**Written exercise 1**
Check each statement against the head-lift digging passage: (a) the phylogeny was built from 250 morphological characters taken from the skull and dentition; (b) head-lift diggers bear most excavation forces with their forelimbs; (c) Eremitalpa is placed in Rodentia. Answer yes or no for each, and quote the exact deciding words.
**Written exercise 2**
Repeat the head-lift digging passage word for word between "2. Material and" and "explanation (Padian 1987).", inclusive.
**Written exercise 3**
In the head-lift digging passage, what software was used to run the matrix?

**Given passage**
'''
2. Material and Methods

Testing a hypothesis of adaptation requires two major components (Greene 1986). First, it must be shown that the feature improves function in the context of the hypothesized selective force or purpose. Second, it must be shown that the trait arose concurrently with the change in the selective regime. Thus, to suggest an adaptive role for the horns of Ceratogaulus, it must first be shown that they were useful for that purpose (adaptation) and second that the hypothesized need for horns arose at the same time as the horns themselves appear in the lineage (adaptation, not exaptation). In looking at a complex adaptation, like the suite of characters indicative of head-lift digging, it is necessary to trace the order and timing of the features' evolution to show that the course of assembly of the adaptation is consistent with the hypothesized explanation (Padian 1987).

Showing the timing of this feature's evolution requires a phylogeny to constrain the point in time when the clade possessing the feature first appeared. The phylogeny used here was generated using 250 morphological characters drawn from the skull and dentition and includes all published species of mylagaulids, as well as an undescribed species of mylagaulid from the Deep River Formation (middle Miocene) of Montana. The matrix was run using 1000 random addition replicates and Tree Bisection and Reconnection in Paup 4.0b10 (Swofford 2002). This analysis is part of a more comprehensive phylogenetic analysis of aplodontoid rodents that will be published elsewhere.

3. Head-lift digging

Head-lift digging is known in only a small number of modern mammals, including members of five to seven genera from three different orders, Marsupialia (Notoryctes, the marsupial mole), Rodentia (Nannospalax; Myospalax, both blind mole-rats; Ellobius, the mole vole; possibly Spalax, also a blind mole-rat and Rhizomys, the bamboo rat) and Afrosoricida (Eremitalpa, the golden mole; Nevo 1999; Stein 2000). All are highly fossorial or subterranean and have extensive skeletal modifications to withstand the immense forces generated by this mode of burrow excavation. Head-lift diggers use the tip of the snout as the primary implement for excavation of burrows. The head and forelimbs are driven forward into the substrate and the animal then extends the forelimbs while simultaneously lifting the head anterodorsally, performing a ‘push-up’ to open the burrow anteriorly (see Gasc et al. 1986 for an illustration). Most of the excavation forces are borne by the greatly enlarged neck muscles, while the forelimbs are mostly used to brace the body. Head-lift diggers can lift many times their body weight with their neck muscles, and frequently must do so while excavating burrows. Some head-lift diggers, in particular spalacids (Zuri et al. 1999), often use the lower incisors simultaneously in the digging motion, as the snout is swept anterodorsally, to aid in breaking up soil. Like most highly fossorial animals, head-lift diggers often also have secondary digging modes that they use when the substrate is ill-suited to head-lift digging; many are also scratch diggers and some are also chisel-tooth diggers.
'''
**Dataset section**
'''
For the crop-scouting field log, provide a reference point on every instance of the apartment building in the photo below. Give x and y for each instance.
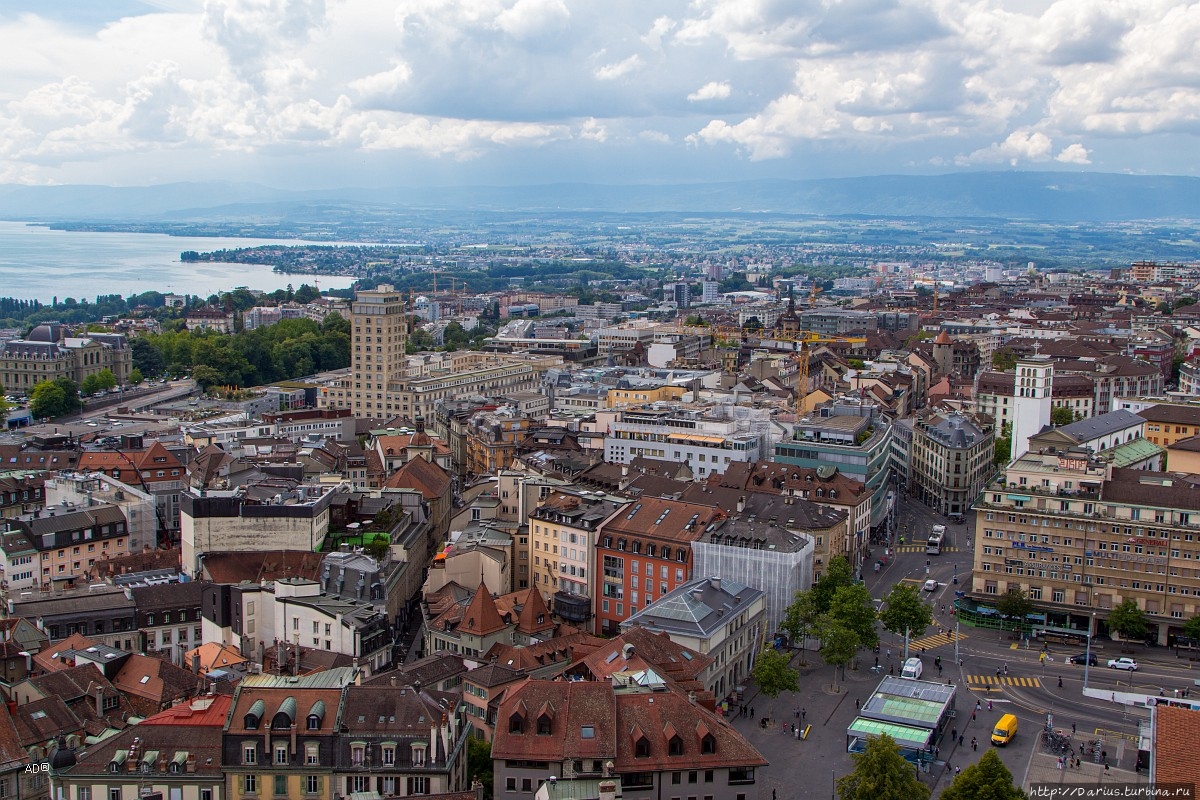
'''
**Task result 1**
(a) Yes: "generated using 250 morphological characters drawn from the skull and dentition"
(b) No: "Most of the excavation forces are borne by the greatly enlarged neck muscles, while the forelimbs are mostly used to brace the body"
(c) No: "and Afrosoricida (Eremitalpa, the golden mole"

**Task result 2**
2. Material and Methods

Testing a hypothesis of adaptation requires two major components (Greene 1986). First, it must be shown that the feature improves function in the context of the hypothesized selective force or purpose. Second, it must be shown that the trait arose concurrently with the change in the selective regime. Thus, to suggest an adaptive role for the horns of Ceratogaulus, it must first be shown that they were useful for that purpose (adaptation) and second that the hypothesized need for horns arose at the same time as the horns themselves appear in the lineage (adaptation, not exaptation). In looking at a complex adaptation, like the suite of characters indicative of head-lift digging, it is necessary to trace the order and timing of the features' evolution to show that the course of assembly of the adaptation is consistent with the hypothesized explanation (Padian 1987).

**Task result 3**
Paup 4.0b10